** Opening MATERIAL SHOWN block **

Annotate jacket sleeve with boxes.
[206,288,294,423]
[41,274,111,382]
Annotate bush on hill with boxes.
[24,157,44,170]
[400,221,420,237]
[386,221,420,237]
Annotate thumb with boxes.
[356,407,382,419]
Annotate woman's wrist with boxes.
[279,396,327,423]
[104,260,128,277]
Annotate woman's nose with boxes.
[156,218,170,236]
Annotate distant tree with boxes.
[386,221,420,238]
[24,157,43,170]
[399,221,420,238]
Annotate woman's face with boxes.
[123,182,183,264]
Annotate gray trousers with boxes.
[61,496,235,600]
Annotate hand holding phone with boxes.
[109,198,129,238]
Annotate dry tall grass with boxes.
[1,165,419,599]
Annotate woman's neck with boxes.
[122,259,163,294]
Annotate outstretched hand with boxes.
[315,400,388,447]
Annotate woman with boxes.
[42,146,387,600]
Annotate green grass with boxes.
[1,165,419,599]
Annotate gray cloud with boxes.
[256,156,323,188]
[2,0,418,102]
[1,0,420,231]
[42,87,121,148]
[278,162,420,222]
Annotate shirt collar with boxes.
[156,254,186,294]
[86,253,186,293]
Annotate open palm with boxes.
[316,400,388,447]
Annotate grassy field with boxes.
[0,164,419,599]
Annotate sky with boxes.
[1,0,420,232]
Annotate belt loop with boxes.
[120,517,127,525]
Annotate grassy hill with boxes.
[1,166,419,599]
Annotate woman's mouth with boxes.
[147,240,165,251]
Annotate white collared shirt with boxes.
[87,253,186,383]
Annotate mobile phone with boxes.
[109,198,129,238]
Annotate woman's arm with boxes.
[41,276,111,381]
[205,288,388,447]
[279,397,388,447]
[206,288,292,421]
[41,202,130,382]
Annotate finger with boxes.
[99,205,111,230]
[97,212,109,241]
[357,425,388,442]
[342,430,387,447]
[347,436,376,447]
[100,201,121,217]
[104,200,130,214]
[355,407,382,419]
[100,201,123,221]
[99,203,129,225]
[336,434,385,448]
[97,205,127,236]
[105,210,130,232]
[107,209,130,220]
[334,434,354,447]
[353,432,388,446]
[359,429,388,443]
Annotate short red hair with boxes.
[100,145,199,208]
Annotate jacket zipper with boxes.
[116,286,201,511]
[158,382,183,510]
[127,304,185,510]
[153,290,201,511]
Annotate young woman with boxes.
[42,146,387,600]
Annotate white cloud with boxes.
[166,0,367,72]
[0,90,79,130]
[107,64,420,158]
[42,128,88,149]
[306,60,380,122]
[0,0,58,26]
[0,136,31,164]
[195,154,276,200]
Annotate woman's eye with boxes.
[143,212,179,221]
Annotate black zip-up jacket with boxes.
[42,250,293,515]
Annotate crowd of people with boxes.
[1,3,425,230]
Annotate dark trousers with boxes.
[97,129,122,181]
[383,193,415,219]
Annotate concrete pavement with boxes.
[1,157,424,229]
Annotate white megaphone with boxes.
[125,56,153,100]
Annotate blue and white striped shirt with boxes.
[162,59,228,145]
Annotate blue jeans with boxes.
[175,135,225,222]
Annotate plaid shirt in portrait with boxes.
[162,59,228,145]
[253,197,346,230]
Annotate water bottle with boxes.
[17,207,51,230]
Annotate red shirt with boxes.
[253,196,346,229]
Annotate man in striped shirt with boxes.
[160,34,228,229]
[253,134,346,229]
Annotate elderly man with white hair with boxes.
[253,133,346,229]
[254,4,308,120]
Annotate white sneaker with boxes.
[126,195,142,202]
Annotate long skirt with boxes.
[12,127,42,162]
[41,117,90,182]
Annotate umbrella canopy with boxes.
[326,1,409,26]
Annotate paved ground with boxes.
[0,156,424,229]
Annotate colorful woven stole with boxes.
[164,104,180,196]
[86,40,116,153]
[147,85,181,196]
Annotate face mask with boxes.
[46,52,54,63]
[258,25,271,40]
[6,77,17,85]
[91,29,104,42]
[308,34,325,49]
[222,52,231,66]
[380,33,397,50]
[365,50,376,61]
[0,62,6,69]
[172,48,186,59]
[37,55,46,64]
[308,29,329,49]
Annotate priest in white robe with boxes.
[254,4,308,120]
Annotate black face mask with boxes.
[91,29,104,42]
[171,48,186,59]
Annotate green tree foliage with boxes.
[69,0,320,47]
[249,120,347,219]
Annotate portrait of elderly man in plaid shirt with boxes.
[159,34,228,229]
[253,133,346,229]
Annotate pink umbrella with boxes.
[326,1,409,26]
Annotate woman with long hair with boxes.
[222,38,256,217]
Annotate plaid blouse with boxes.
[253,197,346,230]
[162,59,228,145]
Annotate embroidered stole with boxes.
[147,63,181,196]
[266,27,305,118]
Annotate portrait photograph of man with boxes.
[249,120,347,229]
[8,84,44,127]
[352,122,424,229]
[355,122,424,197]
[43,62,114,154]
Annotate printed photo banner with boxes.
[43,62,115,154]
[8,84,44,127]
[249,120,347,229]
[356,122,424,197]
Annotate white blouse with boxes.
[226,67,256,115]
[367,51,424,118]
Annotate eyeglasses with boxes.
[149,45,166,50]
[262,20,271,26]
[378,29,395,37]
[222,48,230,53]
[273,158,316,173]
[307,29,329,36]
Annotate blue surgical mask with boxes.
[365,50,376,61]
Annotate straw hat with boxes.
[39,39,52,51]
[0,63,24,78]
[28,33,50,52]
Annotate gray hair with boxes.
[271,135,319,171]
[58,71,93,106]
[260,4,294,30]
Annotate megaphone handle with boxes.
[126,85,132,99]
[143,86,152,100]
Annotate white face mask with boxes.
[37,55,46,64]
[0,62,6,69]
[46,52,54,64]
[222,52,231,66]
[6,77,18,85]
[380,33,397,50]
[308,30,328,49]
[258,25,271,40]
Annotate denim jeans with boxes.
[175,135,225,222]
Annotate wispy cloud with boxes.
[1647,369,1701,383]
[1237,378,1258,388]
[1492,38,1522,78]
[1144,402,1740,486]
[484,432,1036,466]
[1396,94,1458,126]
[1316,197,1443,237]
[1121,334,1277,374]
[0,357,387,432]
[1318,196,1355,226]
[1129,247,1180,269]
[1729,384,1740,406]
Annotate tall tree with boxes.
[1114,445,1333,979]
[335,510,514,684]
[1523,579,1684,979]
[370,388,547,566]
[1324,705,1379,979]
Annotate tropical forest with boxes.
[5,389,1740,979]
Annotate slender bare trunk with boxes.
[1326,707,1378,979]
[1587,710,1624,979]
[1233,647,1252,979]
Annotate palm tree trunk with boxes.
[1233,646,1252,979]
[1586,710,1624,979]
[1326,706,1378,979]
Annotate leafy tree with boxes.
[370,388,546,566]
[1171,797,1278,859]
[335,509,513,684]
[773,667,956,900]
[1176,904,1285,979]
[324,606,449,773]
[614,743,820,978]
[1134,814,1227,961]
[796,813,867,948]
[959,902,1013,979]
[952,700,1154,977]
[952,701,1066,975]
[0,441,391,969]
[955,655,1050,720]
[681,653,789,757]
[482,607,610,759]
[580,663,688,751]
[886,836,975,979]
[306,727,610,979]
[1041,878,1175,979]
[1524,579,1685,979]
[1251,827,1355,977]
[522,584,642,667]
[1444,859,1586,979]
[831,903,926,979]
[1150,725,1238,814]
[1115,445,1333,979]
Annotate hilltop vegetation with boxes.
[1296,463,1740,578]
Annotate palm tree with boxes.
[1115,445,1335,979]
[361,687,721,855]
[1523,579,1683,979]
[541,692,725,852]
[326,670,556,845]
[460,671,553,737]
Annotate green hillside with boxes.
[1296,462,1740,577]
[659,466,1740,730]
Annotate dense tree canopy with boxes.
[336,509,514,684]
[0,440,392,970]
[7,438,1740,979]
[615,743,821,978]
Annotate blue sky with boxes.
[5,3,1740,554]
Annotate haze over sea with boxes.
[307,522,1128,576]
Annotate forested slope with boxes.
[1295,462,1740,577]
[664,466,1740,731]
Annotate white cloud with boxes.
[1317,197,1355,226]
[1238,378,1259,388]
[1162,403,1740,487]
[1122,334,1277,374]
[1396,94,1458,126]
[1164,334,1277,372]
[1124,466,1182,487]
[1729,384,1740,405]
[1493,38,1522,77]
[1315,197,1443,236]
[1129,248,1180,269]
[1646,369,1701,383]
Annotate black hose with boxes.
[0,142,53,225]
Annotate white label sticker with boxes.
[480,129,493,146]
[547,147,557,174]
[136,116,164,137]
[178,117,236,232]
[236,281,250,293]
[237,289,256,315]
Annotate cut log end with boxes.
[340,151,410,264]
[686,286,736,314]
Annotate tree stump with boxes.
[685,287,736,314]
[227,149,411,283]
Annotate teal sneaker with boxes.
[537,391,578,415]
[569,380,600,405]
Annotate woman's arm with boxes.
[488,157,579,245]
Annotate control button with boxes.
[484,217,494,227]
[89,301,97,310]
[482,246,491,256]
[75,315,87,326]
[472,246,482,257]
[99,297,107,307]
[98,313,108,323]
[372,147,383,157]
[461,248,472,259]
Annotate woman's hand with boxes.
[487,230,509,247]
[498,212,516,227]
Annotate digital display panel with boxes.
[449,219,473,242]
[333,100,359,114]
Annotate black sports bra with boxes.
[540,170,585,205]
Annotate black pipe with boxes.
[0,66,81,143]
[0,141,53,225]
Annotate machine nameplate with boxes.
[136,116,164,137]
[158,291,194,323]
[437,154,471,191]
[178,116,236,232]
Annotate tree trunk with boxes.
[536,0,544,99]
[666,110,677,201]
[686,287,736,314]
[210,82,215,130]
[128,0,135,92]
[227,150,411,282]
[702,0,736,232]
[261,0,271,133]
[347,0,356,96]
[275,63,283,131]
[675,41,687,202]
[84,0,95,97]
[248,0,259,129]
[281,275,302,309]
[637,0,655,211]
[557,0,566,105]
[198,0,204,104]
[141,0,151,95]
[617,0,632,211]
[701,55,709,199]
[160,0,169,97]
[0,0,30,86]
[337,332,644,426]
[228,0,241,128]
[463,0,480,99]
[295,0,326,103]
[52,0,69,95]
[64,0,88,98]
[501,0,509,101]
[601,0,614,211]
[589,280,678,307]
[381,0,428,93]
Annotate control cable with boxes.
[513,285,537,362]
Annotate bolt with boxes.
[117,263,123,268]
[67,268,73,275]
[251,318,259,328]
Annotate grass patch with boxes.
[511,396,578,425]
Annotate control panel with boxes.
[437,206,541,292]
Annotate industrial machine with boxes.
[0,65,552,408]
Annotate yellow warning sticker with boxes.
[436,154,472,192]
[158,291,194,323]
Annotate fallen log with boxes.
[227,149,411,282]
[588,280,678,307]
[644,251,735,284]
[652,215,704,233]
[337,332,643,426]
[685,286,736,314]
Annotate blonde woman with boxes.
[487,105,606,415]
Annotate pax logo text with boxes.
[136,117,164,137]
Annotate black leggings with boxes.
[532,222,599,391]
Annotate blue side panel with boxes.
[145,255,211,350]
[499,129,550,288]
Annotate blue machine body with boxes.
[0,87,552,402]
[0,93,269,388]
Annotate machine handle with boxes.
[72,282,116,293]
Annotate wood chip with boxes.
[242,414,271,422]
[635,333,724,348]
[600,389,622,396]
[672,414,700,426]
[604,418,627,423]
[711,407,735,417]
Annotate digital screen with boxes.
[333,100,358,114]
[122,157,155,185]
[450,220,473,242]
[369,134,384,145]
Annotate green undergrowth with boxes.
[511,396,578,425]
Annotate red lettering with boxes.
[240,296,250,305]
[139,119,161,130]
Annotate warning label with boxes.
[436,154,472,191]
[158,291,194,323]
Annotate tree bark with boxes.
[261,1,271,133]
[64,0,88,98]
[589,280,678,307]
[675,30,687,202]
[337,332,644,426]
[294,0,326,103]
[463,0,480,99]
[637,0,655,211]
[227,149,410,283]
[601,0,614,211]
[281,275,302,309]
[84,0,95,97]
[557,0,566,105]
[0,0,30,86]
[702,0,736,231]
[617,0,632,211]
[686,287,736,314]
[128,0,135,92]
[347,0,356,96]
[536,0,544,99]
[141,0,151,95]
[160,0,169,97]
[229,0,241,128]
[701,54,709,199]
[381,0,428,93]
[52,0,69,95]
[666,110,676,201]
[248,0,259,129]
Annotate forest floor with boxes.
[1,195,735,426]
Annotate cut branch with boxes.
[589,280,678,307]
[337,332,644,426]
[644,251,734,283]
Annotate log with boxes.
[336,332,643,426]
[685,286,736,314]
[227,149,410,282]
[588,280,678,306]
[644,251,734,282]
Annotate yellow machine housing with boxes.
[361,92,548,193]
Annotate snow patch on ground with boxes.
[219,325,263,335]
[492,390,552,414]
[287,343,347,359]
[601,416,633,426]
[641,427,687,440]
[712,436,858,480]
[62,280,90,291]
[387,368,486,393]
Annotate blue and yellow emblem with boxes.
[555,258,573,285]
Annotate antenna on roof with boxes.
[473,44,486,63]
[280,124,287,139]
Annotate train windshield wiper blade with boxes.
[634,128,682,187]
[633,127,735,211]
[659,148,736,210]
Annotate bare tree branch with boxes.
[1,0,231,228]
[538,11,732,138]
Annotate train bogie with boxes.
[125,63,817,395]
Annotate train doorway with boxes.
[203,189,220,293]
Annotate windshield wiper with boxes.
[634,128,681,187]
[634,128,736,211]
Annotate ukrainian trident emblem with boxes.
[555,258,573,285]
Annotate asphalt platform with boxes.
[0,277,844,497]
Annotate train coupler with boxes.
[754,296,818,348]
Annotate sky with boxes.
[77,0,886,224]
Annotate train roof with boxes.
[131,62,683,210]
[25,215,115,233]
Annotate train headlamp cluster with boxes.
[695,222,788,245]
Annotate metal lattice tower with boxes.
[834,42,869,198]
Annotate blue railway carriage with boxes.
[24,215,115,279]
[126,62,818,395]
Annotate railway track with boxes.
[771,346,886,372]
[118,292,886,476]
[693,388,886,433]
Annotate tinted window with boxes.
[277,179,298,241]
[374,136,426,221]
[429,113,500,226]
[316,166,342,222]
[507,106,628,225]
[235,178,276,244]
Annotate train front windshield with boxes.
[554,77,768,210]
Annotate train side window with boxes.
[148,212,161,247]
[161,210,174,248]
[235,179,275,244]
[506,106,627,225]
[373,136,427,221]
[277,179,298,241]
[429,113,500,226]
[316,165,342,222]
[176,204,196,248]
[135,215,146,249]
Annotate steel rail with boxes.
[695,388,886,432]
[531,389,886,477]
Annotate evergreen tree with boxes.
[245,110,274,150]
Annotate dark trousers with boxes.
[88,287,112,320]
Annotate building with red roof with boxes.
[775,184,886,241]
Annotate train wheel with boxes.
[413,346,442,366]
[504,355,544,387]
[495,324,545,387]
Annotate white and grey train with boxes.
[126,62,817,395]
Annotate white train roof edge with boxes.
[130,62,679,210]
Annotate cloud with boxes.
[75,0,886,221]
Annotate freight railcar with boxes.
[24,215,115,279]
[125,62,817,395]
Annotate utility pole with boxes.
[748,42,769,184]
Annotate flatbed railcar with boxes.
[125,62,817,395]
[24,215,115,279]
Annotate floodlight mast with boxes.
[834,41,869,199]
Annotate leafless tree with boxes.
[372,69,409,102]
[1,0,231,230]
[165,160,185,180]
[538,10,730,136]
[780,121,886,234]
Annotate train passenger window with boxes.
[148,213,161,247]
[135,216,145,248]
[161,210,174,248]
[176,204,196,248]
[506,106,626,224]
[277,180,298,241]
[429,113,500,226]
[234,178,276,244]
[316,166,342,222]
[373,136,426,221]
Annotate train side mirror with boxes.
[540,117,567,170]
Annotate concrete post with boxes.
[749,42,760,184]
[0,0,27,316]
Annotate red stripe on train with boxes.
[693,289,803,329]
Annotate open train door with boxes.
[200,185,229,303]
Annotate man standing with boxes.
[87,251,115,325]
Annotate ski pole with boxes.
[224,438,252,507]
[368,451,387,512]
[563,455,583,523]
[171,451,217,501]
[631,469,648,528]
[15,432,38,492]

** Closing MATERIAL SHOWN block **

Reproduce exactly the line containing "Annotate steel rail with boxes." and every line after it through the end of the records above, and nothing else.

RESPONSE TO THIS EXERCISE —
Annotate steel rail with boxes.
[695,388,886,432]
[531,389,886,477]
Annotate evergreen tree with boxes.
[245,110,274,150]
Annotate dark trousers with boxes.
[88,287,112,320]
Annotate building with red roof with boxes.
[775,184,886,241]
Annotate train wheel with boxes.
[413,346,442,366]
[504,355,544,387]
[495,324,545,387]
Annotate white and grey train with boxes.
[126,62,817,395]
Annotate white train roof edge with boxes.
[130,62,679,210]
Annotate cloud with boxes.
[75,0,886,221]
Annotate freight railcar with boxes.
[24,215,115,279]
[125,62,817,395]
Annotate utility pole with boxes.
[748,42,769,184]
Annotate flatbed railcar with boxes.
[125,62,817,395]
[24,215,115,279]
Annotate floodlight mast with boxes.
[834,41,869,199]
Annotate leafless tree with boxes.
[372,69,409,102]
[1,0,231,230]
[165,160,185,180]
[538,10,730,136]
[780,121,886,234]
Annotate train passenger window with boxes.
[148,213,161,247]
[135,216,145,248]
[161,210,174,248]
[176,204,196,248]
[506,106,626,224]
[277,180,298,241]
[429,113,500,226]
[234,178,276,244]
[316,166,342,222]
[373,136,426,221]
Annotate train side mirror with boxes.
[540,117,567,170]
Annotate concrete post with boxes.
[749,42,760,184]
[0,0,27,316]
Annotate red stripe on train with boxes.
[693,289,803,329]
Annotate open train door with boxes.
[200,185,229,303]
Annotate man standing with boxes.
[87,251,115,325]
Annotate ski pole with boxes.
[224,438,252,507]
[368,451,387,512]
[563,455,583,523]
[171,451,217,501]
[631,469,648,528]
[15,432,38,492]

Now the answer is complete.